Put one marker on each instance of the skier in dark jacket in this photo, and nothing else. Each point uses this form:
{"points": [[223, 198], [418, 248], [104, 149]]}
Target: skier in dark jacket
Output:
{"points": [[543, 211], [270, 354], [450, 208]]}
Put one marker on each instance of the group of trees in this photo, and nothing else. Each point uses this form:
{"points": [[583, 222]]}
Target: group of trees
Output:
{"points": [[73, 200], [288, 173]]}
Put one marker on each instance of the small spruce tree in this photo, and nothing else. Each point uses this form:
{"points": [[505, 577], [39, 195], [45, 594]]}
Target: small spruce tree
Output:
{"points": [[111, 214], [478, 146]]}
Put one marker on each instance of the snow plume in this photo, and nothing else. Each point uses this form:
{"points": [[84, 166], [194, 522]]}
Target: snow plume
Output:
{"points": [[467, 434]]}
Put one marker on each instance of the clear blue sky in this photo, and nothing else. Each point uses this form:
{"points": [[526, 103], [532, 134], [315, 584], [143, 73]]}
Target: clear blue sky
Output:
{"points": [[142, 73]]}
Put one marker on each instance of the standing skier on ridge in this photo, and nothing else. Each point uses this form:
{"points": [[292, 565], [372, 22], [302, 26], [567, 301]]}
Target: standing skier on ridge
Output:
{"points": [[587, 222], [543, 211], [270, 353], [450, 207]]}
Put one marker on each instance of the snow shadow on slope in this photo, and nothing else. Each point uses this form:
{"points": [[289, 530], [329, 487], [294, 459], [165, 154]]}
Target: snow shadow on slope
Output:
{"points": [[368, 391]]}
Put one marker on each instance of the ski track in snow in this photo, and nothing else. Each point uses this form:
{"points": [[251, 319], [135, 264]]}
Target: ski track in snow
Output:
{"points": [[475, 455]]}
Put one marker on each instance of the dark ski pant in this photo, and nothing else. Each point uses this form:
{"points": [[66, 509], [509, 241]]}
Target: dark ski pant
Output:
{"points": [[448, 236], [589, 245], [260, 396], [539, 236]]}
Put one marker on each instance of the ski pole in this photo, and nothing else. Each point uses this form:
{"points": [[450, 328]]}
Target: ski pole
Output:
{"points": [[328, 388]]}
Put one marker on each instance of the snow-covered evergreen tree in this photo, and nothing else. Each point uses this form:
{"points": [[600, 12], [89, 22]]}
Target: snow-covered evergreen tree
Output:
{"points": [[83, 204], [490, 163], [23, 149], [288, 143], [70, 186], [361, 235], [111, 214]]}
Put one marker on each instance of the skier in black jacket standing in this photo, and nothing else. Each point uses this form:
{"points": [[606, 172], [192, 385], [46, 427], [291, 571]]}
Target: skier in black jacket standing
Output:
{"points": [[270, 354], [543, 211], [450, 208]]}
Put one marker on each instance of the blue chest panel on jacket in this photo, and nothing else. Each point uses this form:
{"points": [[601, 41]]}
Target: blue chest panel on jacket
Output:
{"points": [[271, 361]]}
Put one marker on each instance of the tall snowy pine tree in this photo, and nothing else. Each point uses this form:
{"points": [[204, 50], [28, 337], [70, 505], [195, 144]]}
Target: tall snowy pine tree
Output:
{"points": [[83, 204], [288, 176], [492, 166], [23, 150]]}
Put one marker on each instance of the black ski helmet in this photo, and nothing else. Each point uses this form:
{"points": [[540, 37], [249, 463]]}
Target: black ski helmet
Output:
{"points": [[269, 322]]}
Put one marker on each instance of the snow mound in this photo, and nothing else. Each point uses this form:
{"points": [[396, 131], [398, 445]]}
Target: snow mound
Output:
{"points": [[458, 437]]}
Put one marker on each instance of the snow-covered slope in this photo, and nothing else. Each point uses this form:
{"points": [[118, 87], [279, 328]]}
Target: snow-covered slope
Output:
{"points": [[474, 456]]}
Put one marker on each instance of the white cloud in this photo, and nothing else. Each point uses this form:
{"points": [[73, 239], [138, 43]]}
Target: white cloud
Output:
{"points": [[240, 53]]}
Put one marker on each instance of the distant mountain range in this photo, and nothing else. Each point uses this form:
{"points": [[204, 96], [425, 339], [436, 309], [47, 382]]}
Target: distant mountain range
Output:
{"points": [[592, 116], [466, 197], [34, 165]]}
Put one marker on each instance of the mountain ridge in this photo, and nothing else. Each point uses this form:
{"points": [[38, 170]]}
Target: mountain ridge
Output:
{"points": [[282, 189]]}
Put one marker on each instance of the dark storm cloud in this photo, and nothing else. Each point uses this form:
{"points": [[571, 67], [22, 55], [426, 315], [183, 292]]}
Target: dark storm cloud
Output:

#####

_EXERCISE BRIEF_
Return the material above in full, word for word.

_ANSWER TO THIS TASK_
Put one marker on each instance of the skier in dark jacket in this photo, and nothing else. Each point uses this form:
{"points": [[223, 198], [418, 248], [104, 149]]}
Target: skier in dark jacket
Output:
{"points": [[543, 211], [270, 354], [450, 208]]}
Put one marker on each instance of the group of trees in this photo, and nothing else. Each point uses this form:
{"points": [[583, 222]]}
Target: group of trees
Output:
{"points": [[73, 200], [288, 173]]}
Put one marker on each instance of the small spruce tree in this photo, and nothing else. Each point uses this form:
{"points": [[505, 577], [39, 195], [45, 594]]}
Target: small spruce tree
Output:
{"points": [[111, 214], [478, 146]]}
Put one marker on each instance of the snow plume in this photo, and nothing else. Each point uses this form:
{"points": [[84, 166], [194, 522]]}
Target: snow plume
Output:
{"points": [[467, 434]]}
Put one marker on each instance of the clear blue sky in this photo, and nothing else. Each point uses this form:
{"points": [[526, 103], [532, 134], [315, 584], [143, 73]]}
Target: clear blue sky
Output:
{"points": [[142, 73]]}
Put one marker on each instance of the standing skier on ridge in this photo, and nothing else. Each point uses this form:
{"points": [[292, 565], [372, 22], [302, 26], [567, 301]]}
Target: standing skier on ridge
Output:
{"points": [[587, 222], [543, 211], [270, 353], [450, 207]]}
Put one marker on each instance of the snow shadow on slope in this photo, and nothing else. Each point uses this form:
{"points": [[289, 530], [329, 487], [294, 459], [165, 154]]}
Target: snow shadow on slope
Output:
{"points": [[368, 391]]}
Put one marker on each instance of the ski track in snow in this photo, and nothing else. Each point uses this form:
{"points": [[251, 319], [135, 264]]}
Target: ski track in snow
Output:
{"points": [[475, 455]]}
Put one marker on each instance of the dark ski pant in this photo, and nothing else. Each point uses this form:
{"points": [[66, 509], [509, 241]]}
Target: dark ski pant
Output:
{"points": [[448, 236], [589, 245], [260, 396], [539, 236]]}
Put one marker on each instance of the ski pole in this photo, and nothing else. Each point uses this form:
{"points": [[450, 328]]}
Target: ski pole
Output:
{"points": [[328, 388]]}
Put one marker on each instance of the snow-covered evergreen tree in this photo, and nothing else. Each point uses this form:
{"points": [[600, 12], [89, 22]]}
Target: snow-covered evergreen tree
Output:
{"points": [[83, 204], [490, 163], [23, 149], [288, 143], [70, 186], [361, 235], [111, 214]]}
Put one marker on each instance of the skier in black jacket standing in this photo, and nothing else. Each point uses this form:
{"points": [[606, 172], [192, 385], [46, 427], [291, 571]]}
Target: skier in black jacket standing
Output:
{"points": [[270, 354], [543, 211], [450, 208]]}
Put one marker on each instance of the blue chest panel on jacket in this photo, and nothing else. Each point uses this form:
{"points": [[601, 41]]}
Target: blue chest panel on jacket
Output:
{"points": [[271, 361]]}
Put one marker on each instance of the tall snowy pine tree in this photo, and nothing else. Each point uses this form:
{"points": [[204, 50], [28, 337], [70, 505], [195, 144]]}
Target: tall snowy pine tree
Output:
{"points": [[83, 204], [288, 176], [492, 166], [23, 150]]}
Put one marker on each instance of the black ski helmet in this photo, and nothing else. Each point uses this form:
{"points": [[540, 37], [249, 463]]}
Target: black ski helmet
Output:
{"points": [[269, 322]]}
Put one marker on each instance of the snow mound in this photo, and nothing else. Each point uses this form:
{"points": [[396, 131], [398, 445]]}
Target: snow mound
Output:
{"points": [[458, 437]]}
Put one marker on each instance of the snow-covered slope in this photo, and nothing else. Each point uses this form:
{"points": [[118, 87], [279, 328]]}
Target: snow-covered slope
Output:
{"points": [[474, 456]]}
Put one marker on each instance of the white cloud in this photo, and nothing else. Each point uses this form:
{"points": [[73, 239], [138, 43]]}
Target: white cloud
Output:
{"points": [[240, 53]]}
Put one marker on each instance of the distant mountain range in this photo, and nothing else. Each point uses this form:
{"points": [[204, 96], [425, 339], [436, 309], [47, 382]]}
Target: distant mountain range
Output:
{"points": [[592, 116], [466, 197], [34, 165]]}
Put one marker on each instance of the mountain ridge in this photo, and nothing else. Each point uses this form:
{"points": [[38, 170]]}
Target: mountain ridge
Output:
{"points": [[282, 189]]}
Put one marker on each instance of the dark storm cloud in this photo, and nothing else. Each point uses this form:
{"points": [[571, 67], [22, 55], [426, 315], [183, 292]]}
Target: dark storm cloud
Output:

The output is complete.